● **Stated task**:
Lay out the lines of the listing below as a JSON list of strings, one string per line and no blank lines, starting with the line that contains "Shelf-audit tool: tag the white window" and going on through the end of the listing. Leave the pictures out of your answer.

Point labeling examples

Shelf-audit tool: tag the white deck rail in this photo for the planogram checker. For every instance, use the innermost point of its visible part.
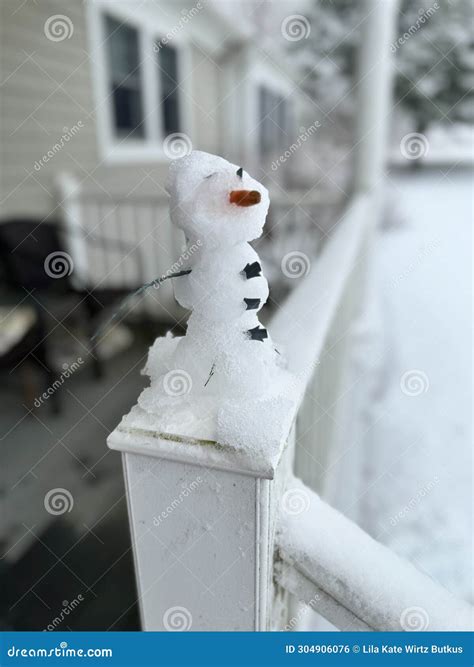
(215, 545)
(219, 543)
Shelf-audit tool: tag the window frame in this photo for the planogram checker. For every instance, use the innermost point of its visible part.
(113, 149)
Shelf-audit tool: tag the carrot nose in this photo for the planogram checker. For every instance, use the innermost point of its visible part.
(245, 197)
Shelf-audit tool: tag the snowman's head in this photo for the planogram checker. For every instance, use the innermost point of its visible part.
(215, 201)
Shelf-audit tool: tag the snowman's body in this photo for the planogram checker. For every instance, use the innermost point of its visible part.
(226, 353)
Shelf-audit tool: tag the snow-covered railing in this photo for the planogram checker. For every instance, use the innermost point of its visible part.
(218, 544)
(332, 565)
(118, 240)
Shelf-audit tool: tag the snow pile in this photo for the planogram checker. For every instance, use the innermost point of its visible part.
(227, 366)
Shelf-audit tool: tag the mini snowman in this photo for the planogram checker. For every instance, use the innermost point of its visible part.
(227, 357)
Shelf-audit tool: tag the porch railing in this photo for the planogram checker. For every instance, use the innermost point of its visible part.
(223, 542)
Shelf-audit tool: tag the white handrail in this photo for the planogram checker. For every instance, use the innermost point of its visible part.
(302, 324)
(360, 582)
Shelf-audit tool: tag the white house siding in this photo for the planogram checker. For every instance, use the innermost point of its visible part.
(205, 101)
(46, 90)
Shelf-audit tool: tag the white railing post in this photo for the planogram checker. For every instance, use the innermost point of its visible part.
(202, 520)
(69, 189)
(373, 89)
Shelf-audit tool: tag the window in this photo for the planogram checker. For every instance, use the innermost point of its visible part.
(273, 112)
(125, 79)
(141, 77)
(168, 67)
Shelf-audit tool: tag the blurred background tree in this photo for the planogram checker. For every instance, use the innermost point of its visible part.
(435, 65)
(434, 75)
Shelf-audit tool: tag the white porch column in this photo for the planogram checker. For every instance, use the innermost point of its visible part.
(202, 519)
(373, 90)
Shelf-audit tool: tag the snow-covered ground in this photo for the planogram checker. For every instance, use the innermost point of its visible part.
(417, 454)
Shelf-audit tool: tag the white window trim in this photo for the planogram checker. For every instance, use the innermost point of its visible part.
(113, 150)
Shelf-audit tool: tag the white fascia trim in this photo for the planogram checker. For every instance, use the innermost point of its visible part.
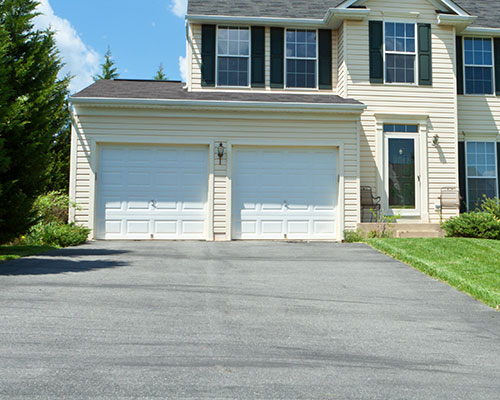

● **Response to the task**:
[
  "Shelf-audit tool: tag the white window trim in this photo for the planogram checker. For every instance, use the innermost point of its visible part.",
  "(113, 150)",
  "Shelf-audit tool: tag the white fascia trim in this photo for the planogram checker. For every instance, use the innermost point of its visible part."
]